[WHAT TO WORK ON]:
[1] Answer these questions about the Fast-DetectGPT response.
(a) Where in the paper was the segment titled "Entropy Ablation" added?
(b) Of the total 75% relative improvement, what share is attributed to normalization?
(c) In the experiment with ChatGPT generations for XSum, what was the average standard deviation with log-likelihood alone and with log-likelihood plus entropy?
[2] Quote the Fast-DetectGPT response between "Q1: Both likelihood" and "surfaces of LLMs?", inclusive.

Fast-DetectGPT: Efficient Zero-Shot Detection of Machine-Generated Text via Conditional Probability Curvature

Thank you for your constructive feedback.

Q1: Both likelihood and entropy are points of comparison in the result tables, but they do not perform as well; does their sum perform well? What does that imply about the log_p surfaces of LLMs?

A1: We have revised the paper to include a segment titled “Entropy Ablation” in Appendix C on page 18 to discuss it in detail. Briefly speaking, among the total 75% relative improvement, 10% is attributed to normalization, while the remaining 65% stems from the contribution of the numerator (log-likelihood + entropy). The entropy plays a crucial role in achieving high detection accuracy in Fast-DetectGPT.

The significance of entropy lies in stabilizing detection statistics by reducing variance in token-level log-likelihood across diverse contexts. The subtraction of $\log p_{\theta}(x_j|x_{<j})$ and $\tilde{\mu}_j$ results in a more stable statistic, robust to token or context fluctuations. In an experiment with ChatGPT generations for XSum, the average standard deviation reduces from 2.1893 (log-likelihood) to 1.6342 (log-likelihood + entropy), underscoring the efficacy of entropy in enhancing stability and reliability in the detection process.

Q2: I'd be interested in knowing how Fast-DetectGPT would work for very long passages, given that it scales favorably with passage length.

[RAW DATA]:

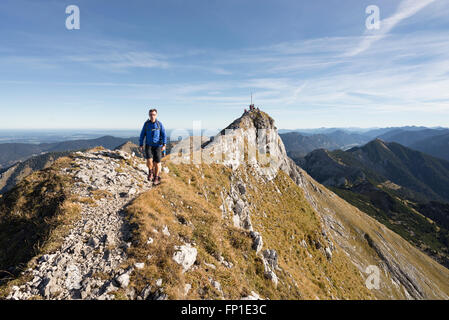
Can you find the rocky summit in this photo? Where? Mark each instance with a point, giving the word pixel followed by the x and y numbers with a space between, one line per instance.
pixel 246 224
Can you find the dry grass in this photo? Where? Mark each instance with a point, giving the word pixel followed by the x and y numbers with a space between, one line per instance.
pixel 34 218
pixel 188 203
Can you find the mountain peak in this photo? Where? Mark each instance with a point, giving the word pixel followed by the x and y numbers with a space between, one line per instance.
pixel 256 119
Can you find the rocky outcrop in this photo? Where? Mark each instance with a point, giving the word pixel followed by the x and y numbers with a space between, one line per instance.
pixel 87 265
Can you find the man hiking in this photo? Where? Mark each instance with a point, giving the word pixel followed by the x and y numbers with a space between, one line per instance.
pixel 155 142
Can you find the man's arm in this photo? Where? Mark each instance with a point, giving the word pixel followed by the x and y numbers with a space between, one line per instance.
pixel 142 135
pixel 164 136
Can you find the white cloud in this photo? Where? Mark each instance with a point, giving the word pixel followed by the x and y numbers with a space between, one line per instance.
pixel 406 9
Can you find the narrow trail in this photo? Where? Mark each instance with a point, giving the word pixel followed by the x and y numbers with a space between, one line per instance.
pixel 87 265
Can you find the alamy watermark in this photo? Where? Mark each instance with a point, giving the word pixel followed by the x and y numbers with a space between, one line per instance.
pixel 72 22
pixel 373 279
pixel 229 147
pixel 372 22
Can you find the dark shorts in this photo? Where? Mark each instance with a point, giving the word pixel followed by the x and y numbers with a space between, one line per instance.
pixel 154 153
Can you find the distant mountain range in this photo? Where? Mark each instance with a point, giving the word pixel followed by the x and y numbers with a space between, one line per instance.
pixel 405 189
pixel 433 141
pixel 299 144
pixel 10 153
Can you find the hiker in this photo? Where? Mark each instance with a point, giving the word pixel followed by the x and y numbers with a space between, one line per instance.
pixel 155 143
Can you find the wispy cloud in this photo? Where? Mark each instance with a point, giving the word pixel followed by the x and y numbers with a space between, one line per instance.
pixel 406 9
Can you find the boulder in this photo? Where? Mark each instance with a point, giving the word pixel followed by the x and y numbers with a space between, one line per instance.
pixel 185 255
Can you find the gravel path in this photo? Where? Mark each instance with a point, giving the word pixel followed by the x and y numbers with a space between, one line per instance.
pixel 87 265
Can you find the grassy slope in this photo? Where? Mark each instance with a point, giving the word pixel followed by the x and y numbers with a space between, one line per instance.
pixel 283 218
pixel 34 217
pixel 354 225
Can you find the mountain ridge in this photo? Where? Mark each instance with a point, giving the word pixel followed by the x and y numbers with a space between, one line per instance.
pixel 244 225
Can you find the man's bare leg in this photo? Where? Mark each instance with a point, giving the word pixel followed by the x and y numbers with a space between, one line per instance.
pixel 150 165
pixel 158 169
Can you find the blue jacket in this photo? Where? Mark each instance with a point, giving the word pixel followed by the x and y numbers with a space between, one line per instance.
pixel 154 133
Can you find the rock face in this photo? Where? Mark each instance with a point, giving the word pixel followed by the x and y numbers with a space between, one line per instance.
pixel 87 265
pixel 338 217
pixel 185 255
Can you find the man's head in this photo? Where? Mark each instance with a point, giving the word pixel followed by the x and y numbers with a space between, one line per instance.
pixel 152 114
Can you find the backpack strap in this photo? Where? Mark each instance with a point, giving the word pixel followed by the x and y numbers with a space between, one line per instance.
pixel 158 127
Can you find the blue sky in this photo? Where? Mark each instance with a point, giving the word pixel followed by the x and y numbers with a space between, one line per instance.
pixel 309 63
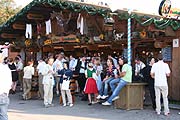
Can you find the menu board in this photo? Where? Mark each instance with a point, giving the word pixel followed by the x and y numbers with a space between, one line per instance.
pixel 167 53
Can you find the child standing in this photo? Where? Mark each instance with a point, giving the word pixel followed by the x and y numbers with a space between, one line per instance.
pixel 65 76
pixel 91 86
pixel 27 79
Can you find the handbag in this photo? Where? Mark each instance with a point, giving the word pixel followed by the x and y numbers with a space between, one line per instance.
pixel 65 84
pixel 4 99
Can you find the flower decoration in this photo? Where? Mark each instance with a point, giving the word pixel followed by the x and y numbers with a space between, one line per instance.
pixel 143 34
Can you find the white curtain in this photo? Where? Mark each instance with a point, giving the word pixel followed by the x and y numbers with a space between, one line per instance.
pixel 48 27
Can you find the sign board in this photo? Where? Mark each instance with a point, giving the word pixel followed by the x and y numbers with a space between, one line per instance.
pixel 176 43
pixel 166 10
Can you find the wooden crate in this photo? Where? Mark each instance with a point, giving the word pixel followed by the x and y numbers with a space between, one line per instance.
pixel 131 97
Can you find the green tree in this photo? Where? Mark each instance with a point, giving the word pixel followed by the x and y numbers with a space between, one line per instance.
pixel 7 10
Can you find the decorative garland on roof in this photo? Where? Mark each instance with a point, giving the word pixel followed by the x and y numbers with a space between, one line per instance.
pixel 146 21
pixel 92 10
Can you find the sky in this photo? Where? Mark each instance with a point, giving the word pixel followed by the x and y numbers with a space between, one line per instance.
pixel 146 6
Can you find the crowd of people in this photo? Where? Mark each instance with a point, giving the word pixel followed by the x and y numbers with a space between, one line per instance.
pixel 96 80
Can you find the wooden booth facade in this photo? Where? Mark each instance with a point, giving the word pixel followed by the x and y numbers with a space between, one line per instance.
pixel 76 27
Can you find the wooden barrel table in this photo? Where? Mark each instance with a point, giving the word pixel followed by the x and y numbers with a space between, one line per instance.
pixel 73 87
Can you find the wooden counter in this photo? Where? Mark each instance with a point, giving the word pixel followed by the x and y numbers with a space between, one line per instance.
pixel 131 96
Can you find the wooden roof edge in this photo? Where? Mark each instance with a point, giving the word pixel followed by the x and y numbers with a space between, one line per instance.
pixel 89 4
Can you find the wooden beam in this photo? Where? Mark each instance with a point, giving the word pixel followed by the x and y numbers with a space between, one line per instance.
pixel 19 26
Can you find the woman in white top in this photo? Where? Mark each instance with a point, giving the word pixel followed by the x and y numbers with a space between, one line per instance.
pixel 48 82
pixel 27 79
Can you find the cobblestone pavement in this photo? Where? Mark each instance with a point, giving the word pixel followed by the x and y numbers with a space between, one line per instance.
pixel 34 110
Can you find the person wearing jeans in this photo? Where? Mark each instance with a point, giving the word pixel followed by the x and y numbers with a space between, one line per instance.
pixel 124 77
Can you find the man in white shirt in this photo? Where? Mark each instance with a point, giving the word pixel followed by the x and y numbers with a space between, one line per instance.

[ANSWERS]:
[1]
(a) In Appendix C on page 18.
(b) 10%.
(c) 2.1893 with log-likelihood alone and 1.6342 with log-likelihood plus entropy.

[2]
Q1: Both likelihood and entropy are points of comparison in the result tables, but they do not perform as well; does their sum perform well? What does that imply about the log_p surfaces of LLMs?